In the entries that follow, the lines from the one with "The goal for" through the one with "box: [155, 91, 201, 105]" are the ones to write out, exactly and with both ends included. Nothing else should appear.

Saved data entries
━━━━━━━━━━━━━━━━━━━━━━━━━━━━━━
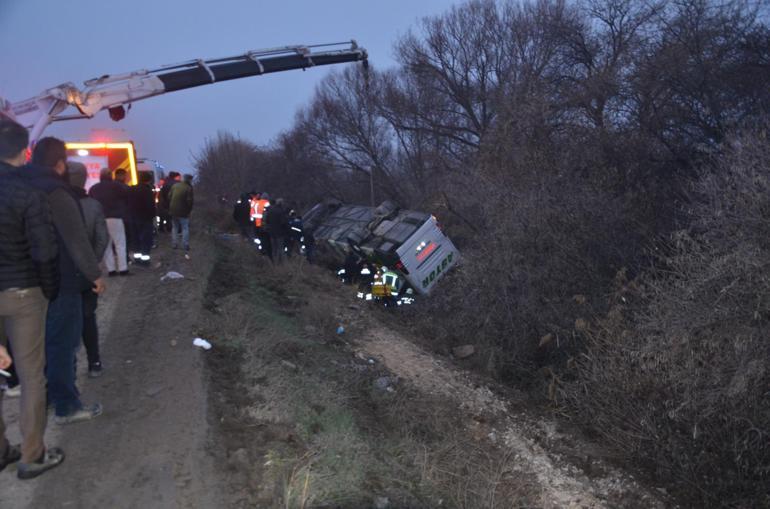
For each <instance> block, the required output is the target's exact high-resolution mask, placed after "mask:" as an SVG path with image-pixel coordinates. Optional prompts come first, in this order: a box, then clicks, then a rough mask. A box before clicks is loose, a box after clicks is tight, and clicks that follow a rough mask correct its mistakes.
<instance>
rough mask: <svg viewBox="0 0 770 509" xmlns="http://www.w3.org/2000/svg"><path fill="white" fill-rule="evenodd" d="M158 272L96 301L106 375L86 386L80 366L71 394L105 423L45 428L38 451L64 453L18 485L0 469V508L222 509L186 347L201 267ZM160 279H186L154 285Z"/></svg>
mask: <svg viewBox="0 0 770 509" xmlns="http://www.w3.org/2000/svg"><path fill="white" fill-rule="evenodd" d="M157 262H161V267H154V268H137V269H134V271H133V272H134V274H135V275H134V276H129V277H125V278H110V279H109V281H108V284H109V289H108V292H107V293H106V294H105V295H104V297H103V298H102V299H100V309H99V321H100V326H101V337H102V342H103V343H102V344H103V363H104V365H105V372H104V376H103V377H101V378H99V379H95V380H90V379H87V378H86V377H85V372H84V371H83V370H84V368H85V366H84V364H85V363H84V362H80V366H79V368H80V369H81V376H80V383H79V385H80V389H81V392H82V394H83V399H84V401H86V402H92V401H100V402H102V404H103V405H104V408H105V411H104V414H103V415H102V416H100V417H99V418H97V419H95V420H93V421H91V422H86V423H80V424H74V425H70V426H66V427H61V426H57V425H56V424H55V423H53V422H52V420H51V421H50V422H49V426H48V430H49V431H48V433H47V443H48V444H49V445H57V446H61V447H62V448H63V449H64V451H65V453H66V455H67V457H66V460H65V463H64V465H62V466H61V467H59V468H57V469H55V470H53V471H51V472H49V473H46V474H45V475H43V476H41V477H40V478H38V479H36V480H33V481H26V482H20V481H17V480H16V477H15V468H9V469H6V471H4V472H2V473H0V494H1V495H0V507H3V508H9V509H10V508H41V507H45V508H59V507H71V508H84V509H85V508H92V507H94V508H96V507H99V508H137V507H144V508H199V507H200V508H203V507H227V503H226V499H225V498H223V494H222V493H221V492H220V490H219V487H220V486H221V482H220V479H219V473H218V471H217V469H216V467H215V465H214V464H213V462H212V460H211V456H210V455H209V454H208V444H209V427H208V421H207V404H206V401H207V393H206V387H205V382H204V380H205V374H204V364H203V361H202V359H201V352H199V351H198V350H197V349H195V348H193V346H192V344H191V342H192V338H193V331H192V330H191V325H192V324H193V323H194V318H195V316H196V313H197V311H196V310H197V309H199V308H200V303H201V296H202V288H203V286H204V284H205V281H206V271H207V267H208V266H209V262H208V261H207V259H206V257H205V254H202V255H200V256H198V257H196V258H194V259H193V260H192V261H187V260H185V259H184V258H183V256H182V254H181V253H178V252H170V251H168V250H161V251H159V252H158V254H157V255H156V260H155V261H154V263H157ZM168 270H178V271H179V272H181V273H184V274H185V275H186V276H188V277H190V278H193V279H189V278H188V279H185V280H180V281H167V282H161V281H160V277H161V275H162V274H164V273H165V272H166V271H168ZM81 361H82V359H81ZM5 408H6V415H7V416H8V417H9V419H8V420H9V427H10V428H11V429H12V431H15V430H16V426H15V423H14V422H13V421H15V420H16V417H17V415H16V411H17V404H16V402H15V401H14V400H10V401H5ZM9 414H10V415H9ZM13 438H15V437H13V435H12V439H13Z"/></svg>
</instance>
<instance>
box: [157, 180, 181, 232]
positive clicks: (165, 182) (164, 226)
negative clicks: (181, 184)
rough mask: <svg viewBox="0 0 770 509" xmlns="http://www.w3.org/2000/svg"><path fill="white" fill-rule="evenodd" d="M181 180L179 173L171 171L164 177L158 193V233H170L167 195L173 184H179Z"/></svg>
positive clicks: (171, 227) (170, 230)
mask: <svg viewBox="0 0 770 509" xmlns="http://www.w3.org/2000/svg"><path fill="white" fill-rule="evenodd" d="M181 178H182V177H181V175H180V174H179V172H177V171H171V172H169V174H168V177H166V180H165V182H163V185H162V186H161V187H160V192H159V193H158V217H159V218H160V225H159V226H158V231H161V232H170V231H171V230H172V224H171V213H170V212H169V207H170V206H171V202H170V200H169V197H168V195H169V193H170V192H171V188H172V187H174V184H176V183H177V182H179V180H180V179H181Z"/></svg>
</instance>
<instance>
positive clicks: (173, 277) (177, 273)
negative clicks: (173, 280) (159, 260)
mask: <svg viewBox="0 0 770 509" xmlns="http://www.w3.org/2000/svg"><path fill="white" fill-rule="evenodd" d="M173 279H184V275H183V274H180V273H179V272H174V271H173V270H170V271H168V272H166V274H165V275H163V277H161V278H160V280H161V281H166V280H173Z"/></svg>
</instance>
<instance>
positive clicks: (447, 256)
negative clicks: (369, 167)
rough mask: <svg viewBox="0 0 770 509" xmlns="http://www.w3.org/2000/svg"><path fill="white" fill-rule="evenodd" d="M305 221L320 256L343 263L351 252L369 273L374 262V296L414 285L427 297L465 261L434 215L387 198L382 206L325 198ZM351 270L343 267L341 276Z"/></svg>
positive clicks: (305, 224) (315, 248)
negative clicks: (349, 203) (456, 265)
mask: <svg viewBox="0 0 770 509" xmlns="http://www.w3.org/2000/svg"><path fill="white" fill-rule="evenodd" d="M302 225H303V228H302V229H303V234H304V235H305V236H306V237H307V236H310V235H312V238H313V241H314V246H315V250H316V252H317V253H318V254H319V255H321V256H326V257H328V258H330V259H331V260H332V261H334V262H335V263H337V265H338V266H339V265H342V264H345V260H349V259H350V255H351V253H352V254H354V255H355V256H357V257H358V258H359V259H360V261H361V262H362V264H359V266H362V269H361V274H363V275H366V276H368V275H370V274H371V272H372V271H371V269H370V268H369V266H373V267H374V268H375V274H372V276H373V277H372V278H371V280H372V292H371V293H372V294H373V295H372V296H380V297H383V296H388V295H390V296H392V297H396V296H400V295H404V294H407V293H411V292H409V289H410V288H411V289H413V290H414V292H417V293H419V294H422V295H427V294H429V293H430V292H431V291H432V290H433V288H434V287H435V286H436V283H438V282H439V281H440V280H441V279H442V278H443V277H444V275H445V274H446V273H447V271H448V270H450V269H451V268H452V267H454V266H455V265H457V263H458V262H459V261H460V254H459V252H458V251H457V248H456V247H455V246H454V244H453V243H452V241H451V240H450V239H449V237H447V236H446V235H444V233H443V232H442V231H441V228H440V227H439V224H438V221H437V220H436V218H435V217H434V216H432V215H431V214H428V213H426V212H416V211H412V210H403V209H399V208H398V207H396V206H395V205H394V204H393V203H391V202H388V201H386V202H384V203H382V204H381V205H380V206H379V207H377V208H374V207H366V206H358V205H344V204H342V203H341V202H338V201H326V202H323V203H319V204H318V205H316V206H315V207H313V208H312V209H310V210H309V211H308V212H307V213H305V214H304V215H303V216H302ZM346 270H349V268H343V269H340V271H341V272H340V274H341V275H342V273H344V272H345V271H346ZM369 297H370V296H369V295H368V294H367V295H366V298H367V299H368V298H369Z"/></svg>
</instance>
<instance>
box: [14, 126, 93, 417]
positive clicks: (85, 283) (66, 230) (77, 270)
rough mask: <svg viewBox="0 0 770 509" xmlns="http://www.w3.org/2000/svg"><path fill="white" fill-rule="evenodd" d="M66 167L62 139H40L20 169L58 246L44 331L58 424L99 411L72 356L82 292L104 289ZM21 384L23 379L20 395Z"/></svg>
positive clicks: (80, 312)
mask: <svg viewBox="0 0 770 509" xmlns="http://www.w3.org/2000/svg"><path fill="white" fill-rule="evenodd" d="M66 170H67V149H66V148H65V146H64V142H62V141H61V140H58V139H56V138H43V139H41V140H40V141H38V142H37V144H36V145H35V149H34V150H33V152H32V161H31V164H29V165H27V166H25V167H24V168H23V171H21V172H20V173H21V175H23V177H24V180H25V181H27V182H29V185H31V186H33V187H36V188H37V189H39V190H41V191H43V192H44V193H45V194H46V197H47V199H48V204H49V206H50V207H51V214H52V217H53V224H54V231H55V232H56V240H57V244H58V248H59V273H60V274H61V284H60V290H59V295H58V296H57V297H56V298H55V299H53V300H52V301H51V302H50V303H49V305H48V314H47V316H46V331H45V350H46V376H47V378H48V401H49V402H50V403H52V404H53V405H54V410H55V413H56V416H55V421H56V422H57V423H59V424H69V423H74V422H79V421H85V420H89V419H93V418H94V417H96V416H98V415H100V414H101V413H102V406H101V405H100V404H98V403H96V404H93V405H88V406H86V405H84V404H83V402H82V401H81V398H80V391H79V390H78V388H77V385H76V376H75V359H76V355H75V354H76V352H77V348H78V347H79V346H80V341H81V338H82V337H83V298H82V293H83V292H84V291H86V290H88V289H89V288H91V290H92V291H93V292H96V293H102V292H103V291H104V289H105V284H104V280H103V279H102V271H101V269H100V268H99V261H98V260H97V258H96V256H95V255H94V250H93V247H92V246H91V242H90V240H89V239H88V232H87V231H86V227H85V223H84V221H83V214H82V212H81V208H80V206H79V203H78V199H77V197H76V196H75V194H74V193H73V191H72V188H71V187H70V185H69V183H68V182H67V181H65V173H66ZM23 385H24V382H23V381H22V398H23V397H24V388H23Z"/></svg>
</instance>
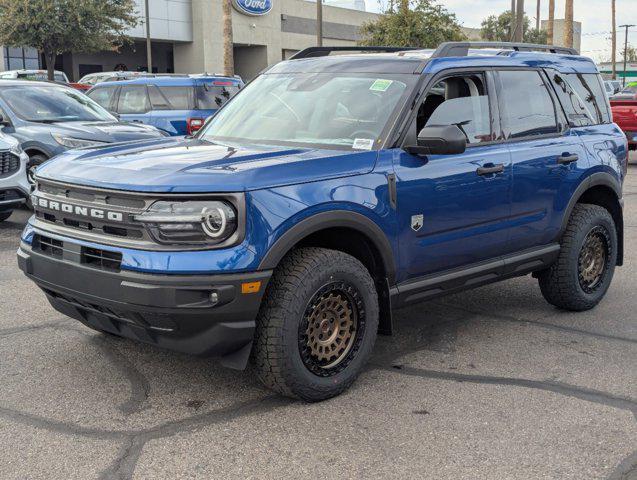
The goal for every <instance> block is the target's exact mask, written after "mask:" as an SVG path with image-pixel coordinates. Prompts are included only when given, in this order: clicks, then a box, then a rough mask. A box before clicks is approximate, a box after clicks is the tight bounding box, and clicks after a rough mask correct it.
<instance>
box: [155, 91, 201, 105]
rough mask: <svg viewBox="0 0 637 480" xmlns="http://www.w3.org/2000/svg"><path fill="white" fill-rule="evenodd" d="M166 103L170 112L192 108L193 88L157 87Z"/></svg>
mask: <svg viewBox="0 0 637 480" xmlns="http://www.w3.org/2000/svg"><path fill="white" fill-rule="evenodd" d="M157 88H158V89H159V91H160V92H161V94H162V95H163V96H164V97H165V99H166V100H167V101H168V105H169V106H170V110H192V109H193V108H194V98H193V87H157Z"/></svg>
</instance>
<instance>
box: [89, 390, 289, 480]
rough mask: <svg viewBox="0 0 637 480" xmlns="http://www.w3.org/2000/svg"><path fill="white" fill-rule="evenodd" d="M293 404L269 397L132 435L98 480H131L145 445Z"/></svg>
mask: <svg viewBox="0 0 637 480" xmlns="http://www.w3.org/2000/svg"><path fill="white" fill-rule="evenodd" d="M293 402H294V400H291V399H288V398H284V397H280V396H276V395H271V396H267V397H263V398H260V399H257V400H251V401H248V402H243V403H239V404H234V405H231V406H229V407H226V408H221V409H218V410H213V411H211V412H208V413H205V414H202V415H198V416H195V417H189V418H186V419H183V420H178V421H173V422H167V423H165V424H163V425H161V426H158V427H155V428H151V429H148V430H146V431H144V432H142V433H139V434H136V435H132V436H130V437H129V438H128V439H127V442H126V443H125V444H124V446H123V448H122V449H121V450H120V452H121V454H120V455H119V456H118V457H117V458H116V459H115V461H114V462H113V463H112V464H111V465H110V466H109V467H108V468H107V469H106V470H104V471H103V472H102V473H101V474H100V476H99V479H100V480H128V479H132V478H133V474H134V472H135V467H136V466H137V462H138V461H139V458H140V456H141V454H142V451H143V449H144V447H145V446H146V444H147V443H148V442H150V441H152V440H156V439H159V438H167V437H172V436H174V435H178V434H181V433H187V432H192V431H195V430H198V429H200V428H204V427H208V426H211V425H217V424H220V423H227V422H230V421H232V420H234V419H236V418H239V417H243V416H246V415H254V414H260V413H263V412H270V411H272V410H275V409H276V408H280V407H282V406H286V405H290V404H291V403H293Z"/></svg>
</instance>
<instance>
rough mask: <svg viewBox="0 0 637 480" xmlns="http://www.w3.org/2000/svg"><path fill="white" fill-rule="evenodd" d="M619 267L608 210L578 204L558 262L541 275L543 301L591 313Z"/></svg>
mask: <svg viewBox="0 0 637 480" xmlns="http://www.w3.org/2000/svg"><path fill="white" fill-rule="evenodd" d="M616 263H617V230H616V228H615V222H614V221H613V217H612V216H611V215H610V213H609V212H608V210H606V209H605V208H602V207H600V206H598V205H588V204H577V205H575V208H574V209H573V213H572V214H571V218H570V219H569V222H568V225H567V227H566V231H565V232H564V235H563V237H562V241H561V250H560V254H559V256H558V259H557V261H556V262H555V263H554V264H553V265H552V266H551V267H550V268H549V269H547V270H544V271H543V272H540V274H539V275H538V281H539V283H540V289H541V290H542V295H543V296H544V298H545V299H546V300H547V301H548V302H549V303H550V304H552V305H555V306H557V307H560V308H564V309H566V310H573V311H582V310H589V309H591V308H593V307H594V306H595V305H597V304H598V303H599V302H600V301H601V299H602V298H603V297H604V295H605V294H606V291H607V290H608V287H609V286H610V282H611V280H612V279H613V273H614V272H615V265H616Z"/></svg>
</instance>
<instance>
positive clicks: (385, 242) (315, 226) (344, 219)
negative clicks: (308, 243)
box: [258, 210, 396, 285]
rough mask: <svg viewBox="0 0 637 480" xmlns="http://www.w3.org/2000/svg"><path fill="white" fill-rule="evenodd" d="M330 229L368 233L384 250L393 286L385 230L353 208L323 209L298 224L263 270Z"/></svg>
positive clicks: (264, 266) (294, 225) (389, 245)
mask: <svg viewBox="0 0 637 480" xmlns="http://www.w3.org/2000/svg"><path fill="white" fill-rule="evenodd" d="M329 228H350V229H352V230H356V231H357V232H359V233H361V234H363V235H365V237H367V238H368V239H369V240H370V241H371V242H372V243H373V244H374V246H375V247H376V249H377V250H378V252H379V253H380V256H381V259H382V262H383V268H384V270H385V272H386V275H387V280H388V281H389V284H390V285H393V284H394V282H395V279H396V265H395V262H394V253H393V250H392V247H391V244H390V243H389V240H388V239H387V236H386V235H385V233H384V232H383V231H382V230H381V228H380V227H379V226H378V225H377V224H376V223H374V222H373V221H372V220H370V219H369V218H368V217H366V216H365V215H362V214H360V213H356V212H352V211H349V210H333V211H329V212H321V213H317V214H315V215H312V216H311V217H308V218H306V219H304V220H302V221H301V222H299V223H297V224H296V225H294V226H293V227H291V228H290V229H289V230H287V231H286V232H285V233H284V234H283V235H281V236H280V237H279V238H278V239H277V240H276V241H275V242H274V244H273V245H272V246H271V247H270V249H269V250H268V252H267V253H266V254H265V256H264V257H263V259H262V260H261V263H260V264H259V267H258V269H259V270H272V269H274V268H276V266H277V265H278V264H279V262H280V261H281V260H282V259H283V257H284V256H285V255H287V253H288V252H289V251H290V250H291V249H292V248H293V247H294V245H296V244H297V243H299V242H300V241H301V240H303V239H304V238H306V237H307V236H309V235H311V234H313V233H316V232H318V231H320V230H326V229H329Z"/></svg>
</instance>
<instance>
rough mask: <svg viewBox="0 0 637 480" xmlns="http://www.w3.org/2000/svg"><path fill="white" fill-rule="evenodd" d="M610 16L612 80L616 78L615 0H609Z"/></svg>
mask: <svg viewBox="0 0 637 480" xmlns="http://www.w3.org/2000/svg"><path fill="white" fill-rule="evenodd" d="M610 5H611V7H610V8H611V16H612V19H613V20H612V21H613V29H612V32H613V33H612V37H611V60H610V61H611V63H612V64H613V77H612V78H613V80H616V79H617V22H616V20H615V13H616V8H615V7H616V6H615V0H611V2H610Z"/></svg>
━━━━━━━━━━━━━━━━━━━━━━━━━━━━━━
● **Task solution**
The goal for every <instance> block is the target's exact mask, written after "mask:" as an SVG path with image-pixel coordinates. Prompts are included only when given, in this order: clicks, then a box, then a rough mask. A box before clicks is approximate, a box after clicks is the tight bounding box, and clicks after a rough mask correct it.
<instance>
box: [155, 91, 201, 105]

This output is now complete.